_ZIEL DER ÜBUNG:_
Schreibe aus dem Text über Applaus im Konzert einen Abschnitt wortgetreu ab. Setze bei den Worten „Applaus gibt es“ ein und höre nach „Auswahl von Stücken.“ auf.

_VORLIEGENDER AUSZUG:_
____

Bei "Feuerwerksmusik" (Ungarische Rhapsodien u.ä.) ist da ja auch nichts gegen einzuwenden. Aber generell zeigt zu früh einsetzender Applaus, wie wenig Gespür das Publikum für den "Zauber der Musik" hat.
 
Am Ende eines Konzerts

Hallo Rodrigo,

Applaus gibt es ja nicht nur am Ende eines Konzerts, sondern auch nach einer Serie von Einzelstücken, sei es eine Sonate, eine Suite oder einfach eine eigene Auswahl von Stücken.

Ich lege beim Zusammenstellen eines Programms Wert darauf, dass ich zumindest am Anfang eine längere Zeit zusammenhängend spielen kann, einfach um mich auf mich, das Instrument, den Raum und die Musik einzustellen und nicht immer wieder "anfangen zu müssen". Ich habe mein Publikum nach der Pause für den zweiten Teil auch schon gebeten, mich doch durchspielen zu lassen und "wenn es Ihnen gefallen hat, doch bitte erst ganz am Schluss zu klatschen".

Unterbrechungen für hilfreiche Hinweise auf Einzelheiten der Musik erlaube ich mir erst später in einem Programm. Eine solche (einseitige) Kommunikation mit dem Publikum wird von den Leuten meist gerne gesehen und trägt zu einem positiven Klima des Konzerts wesentlich bei. Das hat Auswirkungen bis hin zum Verhalten am Ende des Konzerts.

Das Entgegennehmen des Applauses hat verschiedenen Charakter, es kommt m.E. auf den Umgang mit dem Publikum an. Zwei Extreme:
Michelangeli sah nicht einmal in den Saal nach seinem Publikum und stolzierte nach seinem Konzert ohne irgend eine Verbeugung oder Zur-Kenntnis-Nahme des Publikums ohne Zugabe wieder raus, so wie er herein gekommen war (habe ich zumindest so erlebt).

____

_BEREITGESTELLTE DATEN:_

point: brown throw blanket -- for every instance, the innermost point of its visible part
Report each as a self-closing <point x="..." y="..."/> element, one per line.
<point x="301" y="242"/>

____

_SCHRIFTLICHE ANTWORT:_
Applaus gibt es ja nicht nur am Ende eines Konzerts, sondern auch nach einer Serie von Einzelstücken, sei es eine Sonate, eine Suite oder einfach eine eigene Auswahl von Stücken.